:: Dataset excerpts

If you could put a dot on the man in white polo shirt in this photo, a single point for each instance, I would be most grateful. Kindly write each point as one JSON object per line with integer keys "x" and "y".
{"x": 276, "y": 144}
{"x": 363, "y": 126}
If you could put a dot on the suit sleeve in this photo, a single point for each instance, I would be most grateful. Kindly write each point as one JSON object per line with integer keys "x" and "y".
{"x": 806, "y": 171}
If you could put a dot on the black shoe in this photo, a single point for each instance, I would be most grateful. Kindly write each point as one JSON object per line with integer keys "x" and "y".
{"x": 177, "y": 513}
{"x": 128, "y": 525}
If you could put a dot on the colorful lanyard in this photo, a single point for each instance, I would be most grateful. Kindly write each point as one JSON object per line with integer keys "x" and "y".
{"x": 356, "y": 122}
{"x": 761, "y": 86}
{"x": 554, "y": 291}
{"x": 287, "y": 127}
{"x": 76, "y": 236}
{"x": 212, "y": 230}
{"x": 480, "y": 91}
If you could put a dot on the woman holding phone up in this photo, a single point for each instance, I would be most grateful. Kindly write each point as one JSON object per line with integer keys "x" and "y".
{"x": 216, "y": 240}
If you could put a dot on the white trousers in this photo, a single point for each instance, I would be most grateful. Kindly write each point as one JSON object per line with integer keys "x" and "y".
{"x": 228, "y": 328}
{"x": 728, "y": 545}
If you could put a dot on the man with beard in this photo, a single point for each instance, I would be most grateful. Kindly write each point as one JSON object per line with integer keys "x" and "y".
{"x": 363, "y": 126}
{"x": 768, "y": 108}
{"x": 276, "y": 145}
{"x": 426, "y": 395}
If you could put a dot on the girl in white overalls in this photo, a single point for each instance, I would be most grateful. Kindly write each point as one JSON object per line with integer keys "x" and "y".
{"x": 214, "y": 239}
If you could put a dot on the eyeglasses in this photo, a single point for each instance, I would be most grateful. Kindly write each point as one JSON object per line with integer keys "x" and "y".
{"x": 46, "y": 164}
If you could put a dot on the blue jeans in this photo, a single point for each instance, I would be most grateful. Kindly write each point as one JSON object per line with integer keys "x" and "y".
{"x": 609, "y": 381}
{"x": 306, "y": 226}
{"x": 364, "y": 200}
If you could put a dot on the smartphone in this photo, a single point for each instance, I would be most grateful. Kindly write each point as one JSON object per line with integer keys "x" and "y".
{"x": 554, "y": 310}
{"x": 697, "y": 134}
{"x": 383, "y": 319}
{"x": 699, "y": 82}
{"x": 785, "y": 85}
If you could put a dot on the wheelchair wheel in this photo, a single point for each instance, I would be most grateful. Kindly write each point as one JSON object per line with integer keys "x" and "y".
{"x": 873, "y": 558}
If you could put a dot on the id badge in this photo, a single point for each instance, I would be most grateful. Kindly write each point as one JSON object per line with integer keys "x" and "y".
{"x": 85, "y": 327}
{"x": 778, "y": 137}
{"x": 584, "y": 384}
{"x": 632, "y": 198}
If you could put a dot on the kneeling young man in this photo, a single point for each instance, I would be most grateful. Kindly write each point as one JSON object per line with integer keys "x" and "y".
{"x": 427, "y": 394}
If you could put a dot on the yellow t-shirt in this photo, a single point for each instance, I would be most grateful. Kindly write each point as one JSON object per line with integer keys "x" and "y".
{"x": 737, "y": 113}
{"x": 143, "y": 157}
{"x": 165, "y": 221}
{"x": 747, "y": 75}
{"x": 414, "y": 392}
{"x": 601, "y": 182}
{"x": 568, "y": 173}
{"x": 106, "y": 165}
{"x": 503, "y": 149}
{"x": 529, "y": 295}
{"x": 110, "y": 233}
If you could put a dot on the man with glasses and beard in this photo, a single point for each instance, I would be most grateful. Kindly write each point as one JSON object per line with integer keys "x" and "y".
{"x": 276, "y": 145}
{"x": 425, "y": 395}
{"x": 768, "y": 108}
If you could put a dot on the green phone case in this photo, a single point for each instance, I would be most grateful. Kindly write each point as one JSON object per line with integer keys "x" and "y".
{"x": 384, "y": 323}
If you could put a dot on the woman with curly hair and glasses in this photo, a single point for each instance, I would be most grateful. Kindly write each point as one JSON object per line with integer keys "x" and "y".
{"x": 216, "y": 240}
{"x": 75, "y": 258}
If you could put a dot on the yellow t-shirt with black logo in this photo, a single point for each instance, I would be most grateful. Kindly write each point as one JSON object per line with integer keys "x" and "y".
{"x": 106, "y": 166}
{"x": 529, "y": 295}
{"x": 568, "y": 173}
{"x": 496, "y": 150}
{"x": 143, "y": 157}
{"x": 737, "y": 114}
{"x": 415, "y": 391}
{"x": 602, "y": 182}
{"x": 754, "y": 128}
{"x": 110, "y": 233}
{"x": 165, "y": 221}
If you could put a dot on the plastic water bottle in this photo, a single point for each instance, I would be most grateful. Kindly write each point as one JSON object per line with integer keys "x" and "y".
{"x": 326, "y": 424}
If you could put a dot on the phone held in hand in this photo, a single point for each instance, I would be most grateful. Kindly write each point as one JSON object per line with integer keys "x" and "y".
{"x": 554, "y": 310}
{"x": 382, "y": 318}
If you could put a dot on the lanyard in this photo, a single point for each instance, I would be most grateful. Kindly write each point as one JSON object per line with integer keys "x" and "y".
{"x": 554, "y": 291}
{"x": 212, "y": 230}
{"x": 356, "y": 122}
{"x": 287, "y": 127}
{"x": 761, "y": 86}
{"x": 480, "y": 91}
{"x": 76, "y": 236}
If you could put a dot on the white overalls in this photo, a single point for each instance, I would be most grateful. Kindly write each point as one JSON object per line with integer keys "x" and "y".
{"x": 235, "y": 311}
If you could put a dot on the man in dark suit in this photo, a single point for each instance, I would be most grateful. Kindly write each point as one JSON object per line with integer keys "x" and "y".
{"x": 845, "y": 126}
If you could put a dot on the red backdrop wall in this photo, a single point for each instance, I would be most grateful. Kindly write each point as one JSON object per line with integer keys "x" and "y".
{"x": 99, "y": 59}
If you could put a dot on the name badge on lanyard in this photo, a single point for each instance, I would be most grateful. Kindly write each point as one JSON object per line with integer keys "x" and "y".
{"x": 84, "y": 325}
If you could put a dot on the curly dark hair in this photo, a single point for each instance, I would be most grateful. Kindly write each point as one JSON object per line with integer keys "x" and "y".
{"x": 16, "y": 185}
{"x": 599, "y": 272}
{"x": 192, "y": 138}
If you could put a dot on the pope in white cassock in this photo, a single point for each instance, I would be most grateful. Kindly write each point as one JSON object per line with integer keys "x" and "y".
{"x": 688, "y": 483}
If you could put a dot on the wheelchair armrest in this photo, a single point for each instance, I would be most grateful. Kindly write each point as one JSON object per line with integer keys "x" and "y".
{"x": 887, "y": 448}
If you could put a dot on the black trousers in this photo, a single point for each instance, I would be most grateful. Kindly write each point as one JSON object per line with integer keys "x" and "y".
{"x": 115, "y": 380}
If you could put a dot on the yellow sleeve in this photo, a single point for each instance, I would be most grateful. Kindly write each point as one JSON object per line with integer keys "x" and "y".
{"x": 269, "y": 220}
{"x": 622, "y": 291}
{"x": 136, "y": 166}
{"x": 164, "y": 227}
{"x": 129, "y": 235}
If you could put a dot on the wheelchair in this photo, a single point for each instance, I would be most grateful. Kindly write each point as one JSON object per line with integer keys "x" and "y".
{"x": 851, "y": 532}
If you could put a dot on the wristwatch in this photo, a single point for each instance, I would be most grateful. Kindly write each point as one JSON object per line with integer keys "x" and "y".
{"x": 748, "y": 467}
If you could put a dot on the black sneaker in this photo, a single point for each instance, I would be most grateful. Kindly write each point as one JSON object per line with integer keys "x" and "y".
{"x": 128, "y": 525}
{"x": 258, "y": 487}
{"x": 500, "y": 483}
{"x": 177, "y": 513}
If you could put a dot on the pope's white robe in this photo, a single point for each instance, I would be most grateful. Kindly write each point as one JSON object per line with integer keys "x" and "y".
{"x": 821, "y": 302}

::::

Problem requirements —
Repeat only the stretch of lines starting at the one containing "If you could put a dot on the wheelchair in" and running to the final line of the entries above.

Expected output —
If you could put a dot on the wheelchair in this photo, a single point for each instance, I would be most grateful. Kindly write each point as one JSON object per line with integer keys "x" and "y".
{"x": 851, "y": 532}
If you could put a dot on the wristwatch in this photo, a single point for each instance, I would be most grateful. Kindly write each point as one JSON object per line with integer keys "x" and "y".
{"x": 748, "y": 467}
If you could put a dot on the black sneaker in this photo, a single point for each instance, I would be most grateful. Kindly write each point as one JSON object per line with integer keys "x" and "y".
{"x": 128, "y": 525}
{"x": 258, "y": 487}
{"x": 500, "y": 483}
{"x": 177, "y": 513}
If you could put a dot on the pope's white robe in this photo, a single point for each instance, I would be most grateful. Kindly write each point as one JSON object per line with integer keys "x" and "y".
{"x": 821, "y": 302}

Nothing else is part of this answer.